## Цитируемый отрывок
Всем логически мыслящим людям должна быть знакома та область мысли, о которой пишет Клэрк.
В своей недавней брошюре (Tennyson's Frances and the Anaesthetic Revelation) Блюд описывает следующим образом ее значение для жизни.
"Анестезическое откровение посвящает человека в безначальную тайну бытия, которая представляется нам неизбежным вихрем непрерывности. Неизбежным – нет для этого лучшего слова. Причина его лежит в нем самом; оно есть именно то, чем должно быть. Оно не производит ни любви, ни ненависти, ни радости, ни печали, ни добра, ни зла. Оно не знает ничего ни о начале, ни о конце, ни о целях.
Из него нельзя почерпнуть понятия о многочисленности и многообразии вещей. Но лишь благодаря ему человеческая история и религия озаряется глубоким чувством сущности и причины бытия, о чем знает точно по воспоминанию каждый, кто причастен бытию.
В начале это чувство кажется подавляющим по своему величию, но скоро становится таким естественным и знакомым, что вызывает вместо страха ощущение радости и безопасности, точно отныне мы слились с предвечным источником общего бытия. Но никакие слова не в силах выразить этой всепоглощающей уверенности человека в том, что он познает самую основу вещей и того первобытного удивления, какое испытал Адам перед жизнью.
Каждое новое переживание этого рода сопровождается теми же ощущениями, и человек чувствует, что они не могут быть иными. В нормальном состоянии от них остаются лишь частичные отрывки воспоминаний. И тщетны старания свести их к определенной формуле; но утешением для человека может послужить здесь та мысль, что он познал первичную истину и покончил с человеческими теориями о происхождении, о внутренней ценности и предназначении человечества. И в духовной области ему не нужны больше никакие указания.
Откровение это приносит с собой чувство полного доверия ко всему совершающемуся с нами. Царство внутри нас. Каждый день – день Суда; но при этом мы ничего не узнаем о целях вечности, не представляем себе общей схемы целого. Астроном сокращает ряд гигантских чисел, увеличивая единицу измерения; так и мы подавляющую нас множественность вещей можем свести к тому единству, к которому стремимся.
С тех пор, как я познал это откровение, оно стало моим духовным хлебом. В моей первой печатной статье о нем я писал: "Мир уже не кажется мне таким чуждым и странным, каким меня приучили его считать.
С презрением покинув окутанные душными и грозными облаками крепости, из-за которых еще так недавно грохотали громы Иеговы, я, как серая чайка, вздымаюсь на встречу сгущающейся ночи и бесстрашным взглядом окидываю мрачные пространства. И теперь, после двадцати семи лет таких переживаний, крылья мои поседели, но мои глаза по-прежнему бесстрашно смотрят вперед, когда я снова и с большей силой, чем прежде, говорю то, что говорил прежде. Я постиг смысл существования, тот истинный центр вселенной, который одновременно приносит и восторг и покой человеческой душе, и которому язык рассудка дал название анестезического откровения" (Эта выдержка значительно сокращена).

## Задание
Перепишите часть отрывка об анестезическом откровении: начните с места, где стоят слова «Всем логически мыслящим», и остановитесь после слов «значение для жизни.». По ходу измените «брошюре» на «книге».

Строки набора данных
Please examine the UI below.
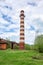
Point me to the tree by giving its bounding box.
[34,35,43,53]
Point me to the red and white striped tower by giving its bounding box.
[19,10,25,50]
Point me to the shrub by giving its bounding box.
[34,35,43,53]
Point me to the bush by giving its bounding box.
[25,44,30,50]
[34,35,43,53]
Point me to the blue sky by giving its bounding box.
[0,0,43,44]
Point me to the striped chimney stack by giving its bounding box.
[19,10,25,50]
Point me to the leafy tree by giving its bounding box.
[34,35,43,53]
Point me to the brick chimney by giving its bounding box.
[19,10,25,50]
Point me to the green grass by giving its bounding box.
[0,49,43,65]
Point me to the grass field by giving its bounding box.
[0,49,43,65]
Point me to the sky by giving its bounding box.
[0,0,43,44]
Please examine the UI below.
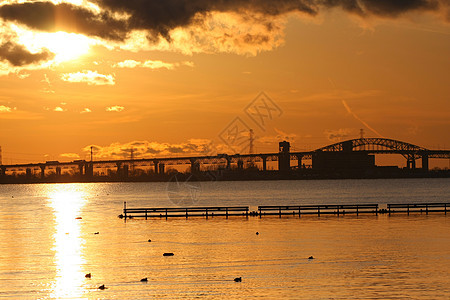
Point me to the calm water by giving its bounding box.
[0,179,450,299]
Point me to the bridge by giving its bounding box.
[0,138,450,178]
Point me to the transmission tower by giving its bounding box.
[248,129,255,154]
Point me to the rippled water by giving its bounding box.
[0,179,450,299]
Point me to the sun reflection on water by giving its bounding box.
[48,185,86,299]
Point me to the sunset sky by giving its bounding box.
[0,0,450,166]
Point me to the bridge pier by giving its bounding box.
[422,154,429,171]
[84,163,94,177]
[191,159,200,174]
[261,155,267,171]
[39,165,45,179]
[297,154,303,169]
[238,159,244,171]
[26,168,32,178]
[278,141,291,172]
[406,156,416,170]
[159,163,165,174]
[122,165,130,178]
[116,162,122,176]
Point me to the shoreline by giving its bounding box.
[0,169,450,185]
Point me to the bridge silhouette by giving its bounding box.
[0,138,450,178]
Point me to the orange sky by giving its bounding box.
[0,0,450,167]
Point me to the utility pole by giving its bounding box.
[248,129,255,154]
[130,147,134,173]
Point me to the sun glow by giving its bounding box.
[49,185,89,299]
[12,26,97,63]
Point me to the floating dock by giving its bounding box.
[119,202,250,219]
[119,202,450,220]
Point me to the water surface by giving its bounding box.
[0,179,450,299]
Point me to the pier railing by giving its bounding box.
[387,203,450,215]
[119,204,249,219]
[119,202,450,219]
[258,204,378,217]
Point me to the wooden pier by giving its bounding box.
[119,202,450,220]
[258,204,378,218]
[119,202,250,220]
[387,203,450,215]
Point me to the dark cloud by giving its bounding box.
[0,0,450,43]
[0,42,54,67]
[0,2,127,40]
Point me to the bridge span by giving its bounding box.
[0,138,450,178]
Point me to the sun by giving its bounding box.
[40,31,92,62]
[14,27,96,63]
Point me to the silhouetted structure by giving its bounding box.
[0,138,450,183]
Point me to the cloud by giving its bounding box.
[59,153,80,159]
[324,128,351,142]
[80,107,92,114]
[0,0,450,59]
[256,128,297,144]
[0,105,11,113]
[0,105,12,113]
[113,59,194,70]
[106,105,125,112]
[82,139,217,159]
[0,1,127,40]
[61,70,115,85]
[0,41,54,67]
[342,100,383,137]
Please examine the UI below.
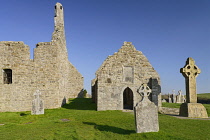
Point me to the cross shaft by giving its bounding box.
[180,57,201,103]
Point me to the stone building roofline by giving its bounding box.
[118,41,136,52]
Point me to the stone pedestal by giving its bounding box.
[179,103,208,118]
[134,99,159,133]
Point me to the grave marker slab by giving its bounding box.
[134,84,159,133]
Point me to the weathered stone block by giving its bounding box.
[134,84,159,133]
[134,99,159,133]
[179,103,208,118]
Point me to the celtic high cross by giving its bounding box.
[180,57,201,103]
[138,84,152,100]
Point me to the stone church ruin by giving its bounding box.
[0,3,83,112]
[91,42,161,110]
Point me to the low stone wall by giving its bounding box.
[159,107,179,115]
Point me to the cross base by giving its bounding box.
[179,103,208,118]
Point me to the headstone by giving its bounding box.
[176,90,184,103]
[172,90,176,103]
[162,99,166,103]
[179,57,208,118]
[31,90,44,115]
[168,93,172,103]
[134,84,159,133]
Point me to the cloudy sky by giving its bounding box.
[0,0,210,94]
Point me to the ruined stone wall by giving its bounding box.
[0,3,83,112]
[0,41,35,111]
[92,42,160,110]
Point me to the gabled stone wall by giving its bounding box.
[0,3,83,112]
[92,42,161,110]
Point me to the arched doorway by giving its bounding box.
[123,87,133,110]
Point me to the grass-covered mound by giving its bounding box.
[0,99,210,140]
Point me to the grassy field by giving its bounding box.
[0,99,210,140]
[197,93,210,100]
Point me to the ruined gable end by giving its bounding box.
[92,42,160,110]
[0,3,83,112]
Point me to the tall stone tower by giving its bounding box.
[0,3,83,112]
[52,3,67,55]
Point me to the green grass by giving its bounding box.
[0,99,210,140]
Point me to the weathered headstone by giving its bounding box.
[176,90,184,103]
[31,90,44,115]
[161,99,166,103]
[134,84,159,133]
[168,93,172,103]
[179,57,208,118]
[172,90,176,103]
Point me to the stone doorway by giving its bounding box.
[123,87,133,110]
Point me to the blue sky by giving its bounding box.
[0,0,210,94]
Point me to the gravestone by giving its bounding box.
[134,84,159,133]
[31,90,44,115]
[161,99,166,103]
[179,57,208,118]
[176,90,184,103]
[168,93,172,103]
[172,90,176,103]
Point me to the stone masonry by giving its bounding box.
[0,3,83,112]
[92,42,161,110]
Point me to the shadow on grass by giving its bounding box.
[62,98,96,110]
[83,122,135,135]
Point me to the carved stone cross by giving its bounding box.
[138,84,152,100]
[180,57,201,103]
[178,90,182,95]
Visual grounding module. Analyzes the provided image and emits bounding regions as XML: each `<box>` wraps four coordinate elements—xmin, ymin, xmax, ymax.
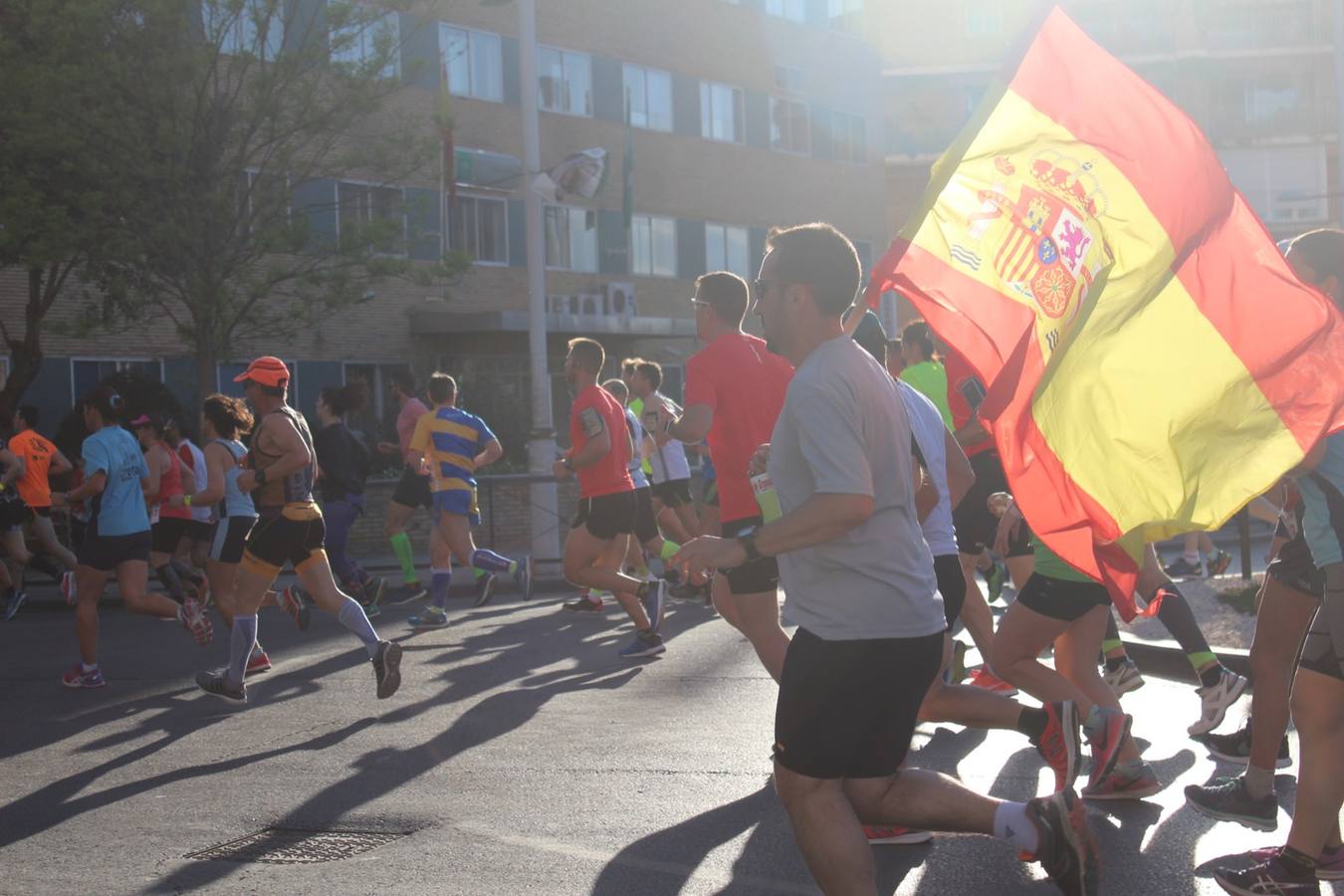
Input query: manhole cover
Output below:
<box><xmin>187</xmin><ymin>827</ymin><xmax>406</xmax><ymax>865</ymax></box>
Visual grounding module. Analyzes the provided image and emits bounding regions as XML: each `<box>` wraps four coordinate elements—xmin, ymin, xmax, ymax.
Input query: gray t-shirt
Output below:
<box><xmin>771</xmin><ymin>336</ymin><xmax>946</xmax><ymax>641</ymax></box>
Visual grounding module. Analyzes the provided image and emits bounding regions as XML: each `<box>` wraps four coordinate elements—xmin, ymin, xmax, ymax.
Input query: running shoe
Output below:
<box><xmin>967</xmin><ymin>666</ymin><xmax>1017</xmax><ymax>697</ymax></box>
<box><xmin>1195</xmin><ymin>722</ymin><xmax>1293</xmax><ymax>769</ymax></box>
<box><xmin>514</xmin><ymin>555</ymin><xmax>533</xmax><ymax>600</ymax></box>
<box><xmin>1251</xmin><ymin>846</ymin><xmax>1344</xmax><ymax>880</ymax></box>
<box><xmin>1186</xmin><ymin>776</ymin><xmax>1278</xmax><ymax>830</ymax></box>
<box><xmin>1026</xmin><ymin>788</ymin><xmax>1101</xmax><ymax>896</ymax></box>
<box><xmin>1186</xmin><ymin>669</ymin><xmax>1247</xmax><ymax>738</ymax></box>
<box><xmin>621</xmin><ymin>631</ymin><xmax>667</xmax><ymax>660</ymax></box>
<box><xmin>560</xmin><ymin>593</ymin><xmax>603</xmax><ymax>615</ymax></box>
<box><xmin>4</xmin><ymin>588</ymin><xmax>28</xmax><ymax>622</ymax></box>
<box><xmin>177</xmin><ymin>597</ymin><xmax>215</xmax><ymax>647</ymax></box>
<box><xmin>1035</xmin><ymin>700</ymin><xmax>1087</xmax><ymax>796</ymax></box>
<box><xmin>277</xmin><ymin>584</ymin><xmax>312</xmax><ymax>631</ymax></box>
<box><xmin>1214</xmin><ymin>856</ymin><xmax>1321</xmax><ymax>896</ymax></box>
<box><xmin>383</xmin><ymin>581</ymin><xmax>427</xmax><ymax>606</ymax></box>
<box><xmin>243</xmin><ymin>643</ymin><xmax>270</xmax><ymax>678</ymax></box>
<box><xmin>1083</xmin><ymin>762</ymin><xmax>1163</xmax><ymax>799</ymax></box>
<box><xmin>196</xmin><ymin>669</ymin><xmax>247</xmax><ymax>703</ymax></box>
<box><xmin>986</xmin><ymin>560</ymin><xmax>1008</xmax><ymax>603</ymax></box>
<box><xmin>372</xmin><ymin>641</ymin><xmax>402</xmax><ymax>700</ymax></box>
<box><xmin>472</xmin><ymin>572</ymin><xmax>496</xmax><ymax>607</ymax></box>
<box><xmin>406</xmin><ymin>606</ymin><xmax>448</xmax><ymax>628</ymax></box>
<box><xmin>1101</xmin><ymin>657</ymin><xmax>1148</xmax><ymax>697</ymax></box>
<box><xmin>1205</xmin><ymin>549</ymin><xmax>1232</xmax><ymax>579</ymax></box>
<box><xmin>61</xmin><ymin>662</ymin><xmax>108</xmax><ymax>688</ymax></box>
<box><xmin>863</xmin><ymin>824</ymin><xmax>933</xmax><ymax>846</ymax></box>
<box><xmin>1087</xmin><ymin>712</ymin><xmax>1134</xmax><ymax>785</ymax></box>
<box><xmin>1163</xmin><ymin>558</ymin><xmax>1205</xmax><ymax>579</ymax></box>
<box><xmin>640</xmin><ymin>579</ymin><xmax>668</xmax><ymax>631</ymax></box>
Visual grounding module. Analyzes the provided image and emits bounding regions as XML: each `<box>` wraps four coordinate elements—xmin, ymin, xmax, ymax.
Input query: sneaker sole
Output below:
<box><xmin>1186</xmin><ymin>676</ymin><xmax>1250</xmax><ymax>738</ymax></box>
<box><xmin>1186</xmin><ymin>796</ymin><xmax>1278</xmax><ymax>833</ymax></box>
<box><xmin>377</xmin><ymin>641</ymin><xmax>402</xmax><ymax>700</ymax></box>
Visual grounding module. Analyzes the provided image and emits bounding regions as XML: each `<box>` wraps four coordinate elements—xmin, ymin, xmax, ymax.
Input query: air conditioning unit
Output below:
<box><xmin>602</xmin><ymin>284</ymin><xmax>638</xmax><ymax>317</ymax></box>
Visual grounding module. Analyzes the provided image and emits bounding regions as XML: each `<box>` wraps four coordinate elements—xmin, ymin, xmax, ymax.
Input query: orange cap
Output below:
<box><xmin>234</xmin><ymin>354</ymin><xmax>289</xmax><ymax>387</ymax></box>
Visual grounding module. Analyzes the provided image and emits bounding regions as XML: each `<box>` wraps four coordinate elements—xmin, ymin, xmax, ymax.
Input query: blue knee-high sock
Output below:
<box><xmin>472</xmin><ymin>549</ymin><xmax>514</xmax><ymax>572</ymax></box>
<box><xmin>227</xmin><ymin>614</ymin><xmax>257</xmax><ymax>684</ymax></box>
<box><xmin>336</xmin><ymin>596</ymin><xmax>377</xmax><ymax>660</ymax></box>
<box><xmin>429</xmin><ymin>566</ymin><xmax>453</xmax><ymax>610</ymax></box>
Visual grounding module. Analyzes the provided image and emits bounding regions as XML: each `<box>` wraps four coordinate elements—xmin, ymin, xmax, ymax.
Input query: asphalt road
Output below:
<box><xmin>0</xmin><ymin>582</ymin><xmax>1344</xmax><ymax>896</ymax></box>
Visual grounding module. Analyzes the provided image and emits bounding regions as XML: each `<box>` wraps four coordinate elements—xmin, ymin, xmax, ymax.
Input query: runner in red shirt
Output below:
<box><xmin>554</xmin><ymin>338</ymin><xmax>667</xmax><ymax>658</ymax></box>
<box><xmin>654</xmin><ymin>272</ymin><xmax>793</xmax><ymax>681</ymax></box>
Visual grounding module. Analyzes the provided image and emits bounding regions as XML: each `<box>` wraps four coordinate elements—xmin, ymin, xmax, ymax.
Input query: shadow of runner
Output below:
<box><xmin>143</xmin><ymin>666</ymin><xmax>640</xmax><ymax>893</ymax></box>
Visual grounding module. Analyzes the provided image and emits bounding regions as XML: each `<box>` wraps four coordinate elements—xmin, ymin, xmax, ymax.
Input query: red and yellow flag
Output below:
<box><xmin>868</xmin><ymin>8</ymin><xmax>1344</xmax><ymax>618</ymax></box>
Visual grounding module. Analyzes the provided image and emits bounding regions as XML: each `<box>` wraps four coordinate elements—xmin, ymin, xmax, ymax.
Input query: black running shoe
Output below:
<box><xmin>196</xmin><ymin>670</ymin><xmax>247</xmax><ymax>703</ymax></box>
<box><xmin>472</xmin><ymin>572</ymin><xmax>495</xmax><ymax>607</ymax></box>
<box><xmin>373</xmin><ymin>641</ymin><xmax>402</xmax><ymax>700</ymax></box>
<box><xmin>1026</xmin><ymin>787</ymin><xmax>1101</xmax><ymax>896</ymax></box>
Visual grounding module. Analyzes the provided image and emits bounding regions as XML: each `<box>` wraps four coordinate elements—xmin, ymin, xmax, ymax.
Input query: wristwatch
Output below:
<box><xmin>738</xmin><ymin>532</ymin><xmax>761</xmax><ymax>562</ymax></box>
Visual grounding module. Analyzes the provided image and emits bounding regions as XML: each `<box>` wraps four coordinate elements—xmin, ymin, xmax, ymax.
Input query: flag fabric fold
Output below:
<box><xmin>867</xmin><ymin>8</ymin><xmax>1344</xmax><ymax>619</ymax></box>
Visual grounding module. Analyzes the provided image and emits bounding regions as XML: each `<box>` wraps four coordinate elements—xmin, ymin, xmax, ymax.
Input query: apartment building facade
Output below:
<box><xmin>0</xmin><ymin>0</ymin><xmax>890</xmax><ymax>458</ymax></box>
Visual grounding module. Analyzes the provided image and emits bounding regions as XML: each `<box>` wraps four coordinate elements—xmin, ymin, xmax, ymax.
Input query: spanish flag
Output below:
<box><xmin>867</xmin><ymin>8</ymin><xmax>1344</xmax><ymax>619</ymax></box>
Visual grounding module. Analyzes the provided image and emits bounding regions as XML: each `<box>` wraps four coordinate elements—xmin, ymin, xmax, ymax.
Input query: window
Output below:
<box><xmin>215</xmin><ymin>357</ymin><xmax>297</xmax><ymax>400</ymax></box>
<box><xmin>826</xmin><ymin>0</ymin><xmax>863</xmax><ymax>34</ymax></box>
<box><xmin>830</xmin><ymin>112</ymin><xmax>868</xmax><ymax>164</ymax></box>
<box><xmin>625</xmin><ymin>65</ymin><xmax>672</xmax><ymax>130</ymax></box>
<box><xmin>700</xmin><ymin>81</ymin><xmax>744</xmax><ymax>143</ymax></box>
<box><xmin>704</xmin><ymin>224</ymin><xmax>752</xmax><ymax>281</ymax></box>
<box><xmin>765</xmin><ymin>0</ymin><xmax>806</xmax><ymax>22</ymax></box>
<box><xmin>771</xmin><ymin>97</ymin><xmax>811</xmax><ymax>156</ymax></box>
<box><xmin>630</xmin><ymin>215</ymin><xmax>676</xmax><ymax>277</ymax></box>
<box><xmin>537</xmin><ymin>47</ymin><xmax>592</xmax><ymax>115</ymax></box>
<box><xmin>336</xmin><ymin>180</ymin><xmax>406</xmax><ymax>247</ymax></box>
<box><xmin>967</xmin><ymin>0</ymin><xmax>1004</xmax><ymax>38</ymax></box>
<box><xmin>331</xmin><ymin>8</ymin><xmax>402</xmax><ymax>78</ymax></box>
<box><xmin>438</xmin><ymin>23</ymin><xmax>504</xmax><ymax>103</ymax></box>
<box><xmin>775</xmin><ymin>66</ymin><xmax>802</xmax><ymax>93</ymax></box>
<box><xmin>546</xmin><ymin>205</ymin><xmax>596</xmax><ymax>274</ymax></box>
<box><xmin>200</xmin><ymin>0</ymin><xmax>285</xmax><ymax>59</ymax></box>
<box><xmin>70</xmin><ymin>357</ymin><xmax>163</xmax><ymax>404</ymax></box>
<box><xmin>448</xmin><ymin>196</ymin><xmax>508</xmax><ymax>265</ymax></box>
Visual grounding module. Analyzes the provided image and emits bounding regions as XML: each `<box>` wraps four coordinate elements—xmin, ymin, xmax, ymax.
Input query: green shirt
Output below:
<box><xmin>1030</xmin><ymin>536</ymin><xmax>1097</xmax><ymax>584</ymax></box>
<box><xmin>901</xmin><ymin>361</ymin><xmax>953</xmax><ymax>430</ymax></box>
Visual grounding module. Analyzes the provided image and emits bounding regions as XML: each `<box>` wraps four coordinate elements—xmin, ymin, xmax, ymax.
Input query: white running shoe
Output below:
<box><xmin>1186</xmin><ymin>669</ymin><xmax>1247</xmax><ymax>738</ymax></box>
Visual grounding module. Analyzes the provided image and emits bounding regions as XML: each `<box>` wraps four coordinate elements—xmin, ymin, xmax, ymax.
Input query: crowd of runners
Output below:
<box><xmin>0</xmin><ymin>224</ymin><xmax>1344</xmax><ymax>895</ymax></box>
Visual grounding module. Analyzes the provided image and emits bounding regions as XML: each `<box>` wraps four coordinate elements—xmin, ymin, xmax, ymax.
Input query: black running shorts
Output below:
<box><xmin>933</xmin><ymin>554</ymin><xmax>967</xmax><ymax>634</ymax></box>
<box><xmin>1017</xmin><ymin>572</ymin><xmax>1110</xmax><ymax>622</ymax></box>
<box><xmin>653</xmin><ymin>480</ymin><xmax>691</xmax><ymax>508</ymax></box>
<box><xmin>392</xmin><ymin>468</ymin><xmax>434</xmax><ymax>508</ymax></box>
<box><xmin>1266</xmin><ymin>527</ymin><xmax>1325</xmax><ymax>600</ymax></box>
<box><xmin>952</xmin><ymin>449</ymin><xmax>1032</xmax><ymax>558</ymax></box>
<box><xmin>242</xmin><ymin>501</ymin><xmax>327</xmax><ymax>576</ymax></box>
<box><xmin>569</xmin><ymin>492</ymin><xmax>636</xmax><ymax>542</ymax></box>
<box><xmin>150</xmin><ymin>516</ymin><xmax>191</xmax><ymax>554</ymax></box>
<box><xmin>80</xmin><ymin>530</ymin><xmax>150</xmax><ymax>572</ymax></box>
<box><xmin>634</xmin><ymin>485</ymin><xmax>659</xmax><ymax>544</ymax></box>
<box><xmin>775</xmin><ymin>628</ymin><xmax>944</xmax><ymax>780</ymax></box>
<box><xmin>210</xmin><ymin>516</ymin><xmax>257</xmax><ymax>562</ymax></box>
<box><xmin>719</xmin><ymin>516</ymin><xmax>780</xmax><ymax>593</ymax></box>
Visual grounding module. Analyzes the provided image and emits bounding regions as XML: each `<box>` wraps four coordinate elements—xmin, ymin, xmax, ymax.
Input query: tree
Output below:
<box><xmin>100</xmin><ymin>0</ymin><xmax>466</xmax><ymax>394</ymax></box>
<box><xmin>0</xmin><ymin>0</ymin><xmax>146</xmax><ymax>420</ymax></box>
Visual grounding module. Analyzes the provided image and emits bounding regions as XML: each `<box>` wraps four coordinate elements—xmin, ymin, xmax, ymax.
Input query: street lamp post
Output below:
<box><xmin>518</xmin><ymin>0</ymin><xmax>560</xmax><ymax>566</ymax></box>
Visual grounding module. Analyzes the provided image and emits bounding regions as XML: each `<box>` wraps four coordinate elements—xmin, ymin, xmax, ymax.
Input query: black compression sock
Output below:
<box><xmin>1017</xmin><ymin>707</ymin><xmax>1049</xmax><ymax>743</ymax></box>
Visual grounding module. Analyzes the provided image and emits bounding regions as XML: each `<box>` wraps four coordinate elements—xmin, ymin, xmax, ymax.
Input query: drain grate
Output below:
<box><xmin>187</xmin><ymin>827</ymin><xmax>406</xmax><ymax>865</ymax></box>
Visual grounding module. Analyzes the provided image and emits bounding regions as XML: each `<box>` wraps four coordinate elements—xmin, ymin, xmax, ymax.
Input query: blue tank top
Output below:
<box><xmin>215</xmin><ymin>439</ymin><xmax>257</xmax><ymax>517</ymax></box>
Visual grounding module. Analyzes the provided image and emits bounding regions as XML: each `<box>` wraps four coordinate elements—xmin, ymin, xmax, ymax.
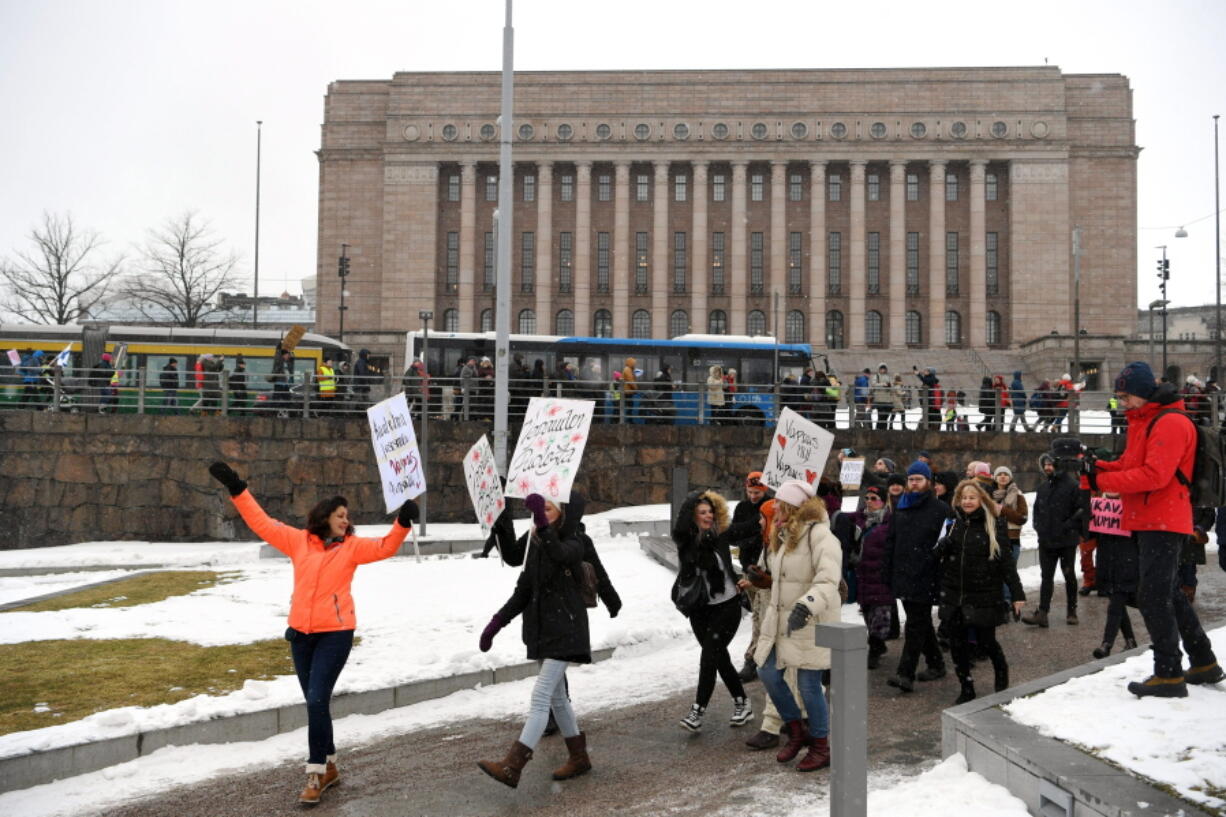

## Ответ
Всем логически мыслящим людям должна быть знакома та область мысли, о которой пишет Клэрк.
В своей недавней книге (Tennyson's Frances and the Anaesthetic Revelation) Блюд описывает следующим образом ее значение для жизни.